Consigne donnée 1:
Répondez aux questions suivantes à partir de l'extrait du document :
(a) Quel montant d'astreinte par jour de retard Mme C... demande-t-elle ?
(b) Quelle somme réclame-t-elle pour les frais engagés afin de reloger son locataire ?
(c) De quelle date est le courrier par lequel elle affirme avoir lié le contentieux ?
Consigne donnée 2:
Recueillez chaque ligne du listing qui contient la chaîne "dark", en respectant la casse.

Extrait du document:

┄┄┄┄┄┄┄┄┄┄

Par des mémoires en défense, enregistrés les 21 octobre 2022, 2 décembre 2022 et 27 janvier 2023, Mme C..., représentée par Me Raphaël Tachon, conclut, dans le dernier état de ses écritures :

1°) à la confirmation du jugement attaqué, sauf à porter le montant de la condamnation prononcée à l'encontre de la commune de Licques en réparation des préjudices résultant du défaut d'entretien de la voûte du pont passant sous sa propriété à 47 722 euros ;

2°) à ce que l'injonction prononcée par le tribunal administratif de Lille soit assortie d'une astreinte de 1 000 euros par jour de retard à compter de la notification de l'arrêt à intervenir ;

3°) à ce que le versement d'une somme de 2 400 euros soit mis à la charge de la commune de Licques au titre de l'article L. 761-1 du code de justice administrative.

Elle fait valoir que :

- elle a régulièrement lié le contentieux par son courrier du 11 mars 2015 quand bien même le montant de l'indemnité qu'elle sollicitait alors et les préjudices qu'elle invoquait n'étaient pas parfaitement identiques à ceux de sa demande devant le tribunal ;

- le Sanghem étant utilisé par la commune pour recueillir les eaux pluviales en provenance de plusieurs rues, ce cours d'eau et l'ouvrage maçonné à l'origine du dommage constituent des ouvrages publics dont l'entretien incombe à la commune ;

- ses conclusions indemnitaires avaient un lien suffisant avec ses conclusions à fin d'annulation de l'arrêté du 28 novembre 2014 pour pouvoir être soulevées dans le cadre de la même instance, ainsi que la cour l'a déjà jugé dans son arrêt du 22 décembre 2020 ;

- la responsabilité sans faute de la commune de Licques est engagée dès lors qu'elle a la qualité de tiers par rapport à l'ouvrage et que les effondrements dont elle a été victime ont pour origine l'absence d'entretien de l'ouvrage, ainsi que l'expert l'a relevé dans son rapport ;

- elle est fondée à solliciter, en réparation des préjudices subis, les indemnités suivantes : 348 euros au titre des travaux qu'elle a réalisés afin de conforter son habitation ; 962 euros au titre des frais engagés pour reloger son locataire ; 36 400 euros représentatifs des loyers qu'elle aurait dû percevoir entre mai 2018 et janvier 2023 si elle avait pu remettre son bien en location ; 10 000 euros au titre de ses troubles dans les conditions d'existence et du préjudice moral ;

- elle est en outre fondée à demander la condamnation de la commune à lui verser une somme de 54 000 euros afin qu'elle puisse faire réaliser, en ses lieux et place, les travaux nécessaires au niveau de la voûte aménagée sous sa propriété.

┄┄┄┄┄┄┄┄┄┄

Données fournies:

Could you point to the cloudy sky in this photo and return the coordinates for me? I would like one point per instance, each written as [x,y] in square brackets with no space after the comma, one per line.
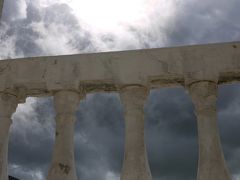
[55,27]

┄┄┄┄┄┄┄┄┄┄

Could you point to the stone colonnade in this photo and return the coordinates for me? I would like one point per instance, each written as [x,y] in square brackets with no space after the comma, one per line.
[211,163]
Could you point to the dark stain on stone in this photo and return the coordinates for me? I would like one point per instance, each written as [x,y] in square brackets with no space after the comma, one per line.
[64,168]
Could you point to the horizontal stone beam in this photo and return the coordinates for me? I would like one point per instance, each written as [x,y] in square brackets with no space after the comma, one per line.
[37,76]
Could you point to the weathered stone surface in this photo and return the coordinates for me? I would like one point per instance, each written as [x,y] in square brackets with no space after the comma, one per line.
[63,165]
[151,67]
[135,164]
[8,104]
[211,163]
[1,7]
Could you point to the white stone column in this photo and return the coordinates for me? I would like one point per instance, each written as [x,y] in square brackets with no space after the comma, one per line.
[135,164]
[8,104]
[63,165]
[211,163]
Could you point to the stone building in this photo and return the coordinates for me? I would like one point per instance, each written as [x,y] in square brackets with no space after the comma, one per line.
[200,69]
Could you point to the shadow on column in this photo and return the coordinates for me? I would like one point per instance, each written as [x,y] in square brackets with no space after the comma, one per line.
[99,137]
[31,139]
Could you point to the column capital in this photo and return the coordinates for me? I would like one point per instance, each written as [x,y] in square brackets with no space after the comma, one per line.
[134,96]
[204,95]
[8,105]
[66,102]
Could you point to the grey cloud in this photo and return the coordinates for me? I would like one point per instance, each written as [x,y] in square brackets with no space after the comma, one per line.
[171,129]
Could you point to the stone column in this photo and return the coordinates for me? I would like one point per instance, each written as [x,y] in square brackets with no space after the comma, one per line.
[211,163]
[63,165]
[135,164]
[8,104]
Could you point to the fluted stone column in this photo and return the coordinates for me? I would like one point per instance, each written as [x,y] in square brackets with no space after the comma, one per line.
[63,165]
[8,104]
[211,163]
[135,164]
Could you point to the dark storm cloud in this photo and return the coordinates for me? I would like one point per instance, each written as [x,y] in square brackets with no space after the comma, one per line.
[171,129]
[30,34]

┄┄┄┄┄┄┄┄┄┄

Réponse attendue 1:
(a) 1 000 euros par jour de retard.
(b) 962 euros.
(c) Du 11 mars 2015.

Réponse attendue 2:
Could you point to the dark stain on stone in this photo and return the coordinates for me? I would like one point per instance, each written as [x,y] in square brackets with no space after the comma, one per line.
Could you point to the dark storm cloud in this photo and return the coordinates for me? I would like one point per instance, each written as [x,y] in square brackets with no space after the comma, one per line.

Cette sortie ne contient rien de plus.